Turn the rows into a JSON list of strings, one string per line and no blank lines. Begin at the line that contains "Agricultural drone survey: scan the aerial photo for gray", stop after the line that contains "584, 202, 775, 441", and leave out the pictures.

* **MATERIAL PROVIDED**

===============

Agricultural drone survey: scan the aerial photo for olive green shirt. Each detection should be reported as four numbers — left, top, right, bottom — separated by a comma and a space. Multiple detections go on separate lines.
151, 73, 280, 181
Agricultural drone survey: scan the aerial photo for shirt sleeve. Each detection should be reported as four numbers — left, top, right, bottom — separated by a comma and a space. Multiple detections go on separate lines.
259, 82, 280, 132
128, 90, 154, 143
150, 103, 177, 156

===============

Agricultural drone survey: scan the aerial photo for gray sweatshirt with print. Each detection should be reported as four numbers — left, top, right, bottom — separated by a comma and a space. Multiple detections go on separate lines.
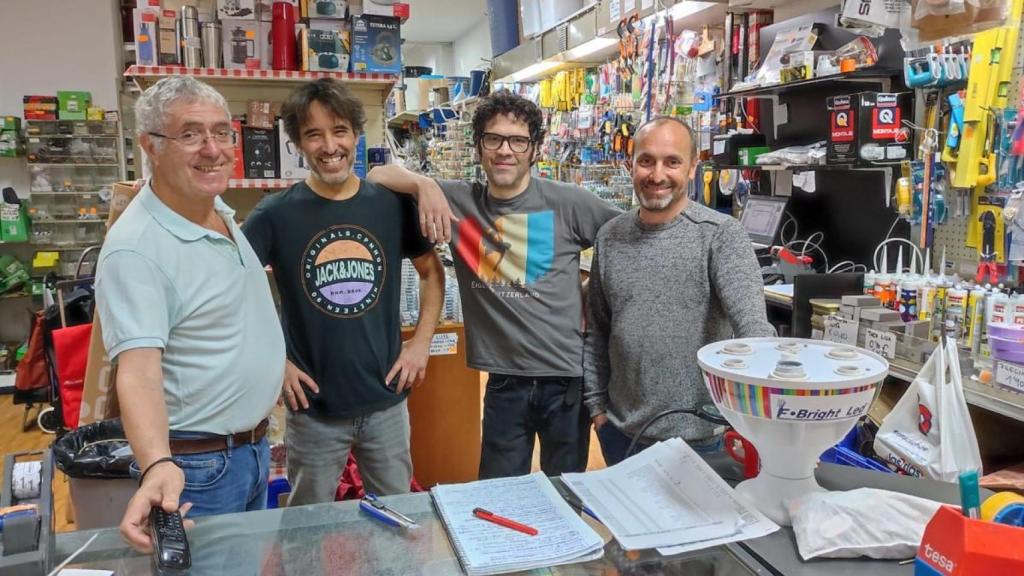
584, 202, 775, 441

===============

* **COMPLETE ANSWER**
[
  "Agricultural drone survey: scan the aerial photo for gray sweatshirt with print. Each detection should be reported as four numbers — left, top, right, bottom — separated by a comma and a space. Multiple detections go on separate lines.",
  "584, 202, 775, 441"
]